### Trecho fornecido
--- --- ---

Com a epístola de Tiago, chegamos à primeira das assim-chamadas epístolas gerais ou católicas — aquelas cartas que, à exceção das curtas cartas de 2 e de 3 João, foram aparentemente escritas não simplesmente a uma congregação cristã local, mas a várias.

II. Cenário de Tiago

A. Autoria

A tradição da igreja primitiva apoia fortemente a identificação do autor deste livro com o Tiago meio-irmão de nosso Senhor Jesus. Tiago, filho de Zebedeu e irmão de João, um dos três apóstolos íntimos, próximos a Jesus, foi martirizado sob o poder de Herodes Agripa I, em 44 d.C. e, portanto, provavelmente morreu demasiadamente cedo para ser o autor desta obra; e o outro Tiago, o menor, ou Tiago, o jovem — um dos doze apóstolos — não figura com suficiente proeminência na história da igreja primitiva para ter sido o autor.

B. Data

Então, se essa carta foi escrita por Tiago, o meio-irmão de Nosso Senhor, ela precisa ser datada em algum momento anterior a 62 d.C., quando Josefo nos diz que esse Tiago também foi martirizado. Tentar datar a carta mais precisamente depende de como entendemos a sua relação com os ensinamentos do apóstolo Paulo. No capítulo 2, particularmente na famosa discussão de Tiago acerca da fé sem obras ser morta, pode-se facilmente imaginar que ele estava respondendo a um equívoco ou a uma má interpretação, um exagero, do próprio ensino de Paulo acerca da justificação pela fé independentemente de obras da lei.

Se essa interpretação estiver correta, então temos de datar Tiago em algum momento após as principais cartas de Paulo terem sido escritas, e dar algum tempo para que elas pudessem ser mal interpretadas. Seria, então, necessária uma data no fim da década de 50 ou início da década de 60.

Por outro lado, como sugere uma pequena maioria de comentaristas mais conservadores, pode muito bem ser que a linguagem de Tiago pareça estar em tensão com a de Paulo precisamente porque Paulo ainda não havia escrito; e, portanto, Tiago não tinha como saber como Paulo diria as coisas mais adiante ou como as suas palavras, ou as de Paulo, poderiam ser interpretadas. Neste caso, podemos sugerir que Tiago é realmente um dos primeiros documentos do Novo Testamento, se não o mais antigo, e datá-lo um pouco antes do início do ministério público e de escrita de Paulo, no final da década de 40.

C. Público-alvo

O contexto dos cristãos a quem a carta se dirige é um contexto de cristianismo judaico. O versículo 1 do capítulo 1 usa a linguagem da Diáspora Judaica para se referir a esses cristãos dispersos pelo mundo.

--- --- ---

### Material coletado
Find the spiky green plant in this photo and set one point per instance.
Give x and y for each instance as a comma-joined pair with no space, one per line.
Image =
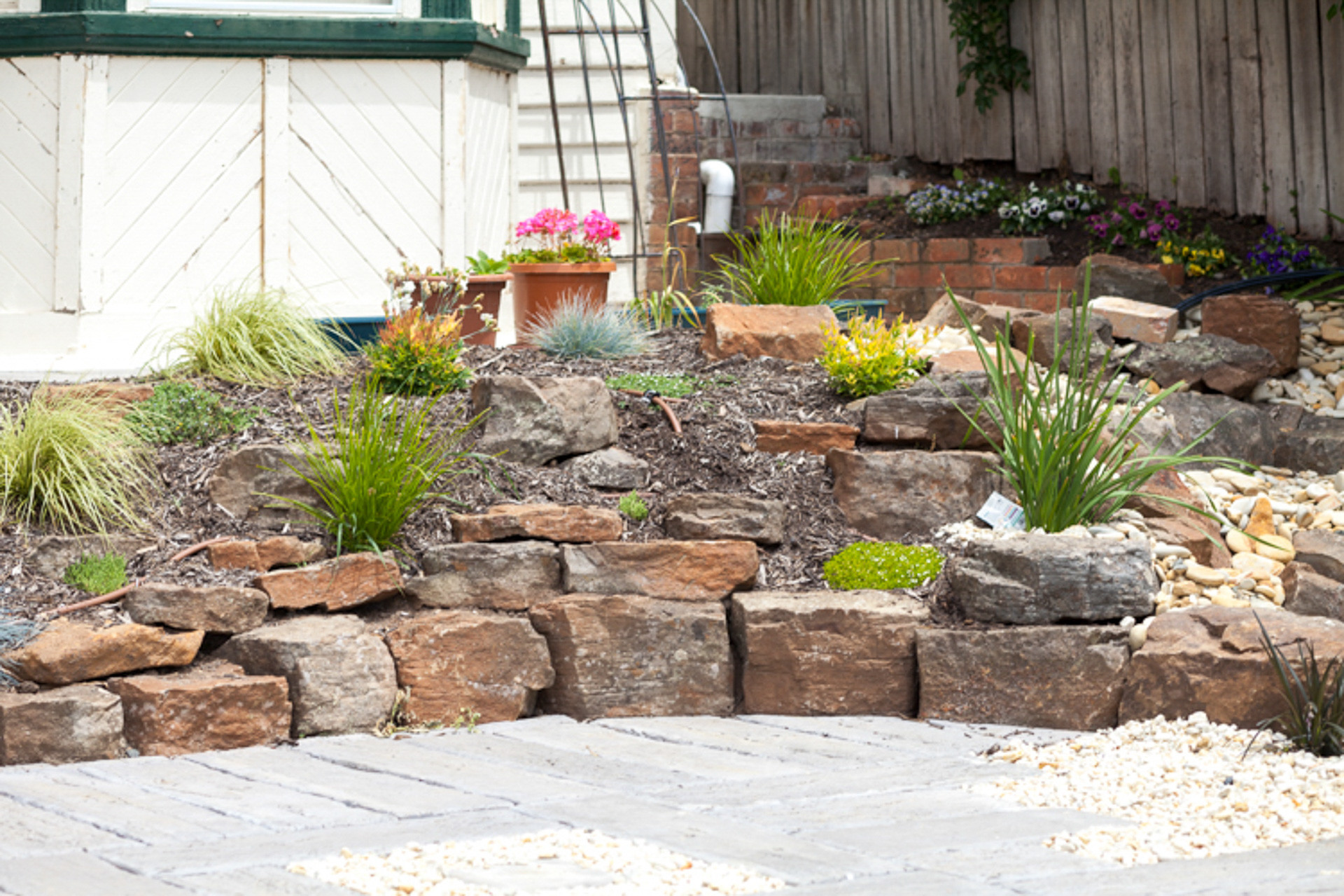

--- --- ---

### Requisitos da tarefa
Por favor, responda às perguntas abaixo com base no trecho fornecido.
(a) Em que ano e sob o poder de quem foi martirizado Tiago, filho de Zebedeu?
(b) Segundo Josefo, em que ano foi martirizado Tiago, o meio-irmão de Nosso Senhor?
(c) Que linguagem o versículo 1 do capítulo 1 usa para se referir aos cristãos dispersos pelo mundo?

### Resposta escrita
(a) Em 44 d.C., sob o poder de Herodes Agripa I.
(b) Em 62 d.C.
(c) A linguagem da Diáspora Judaica.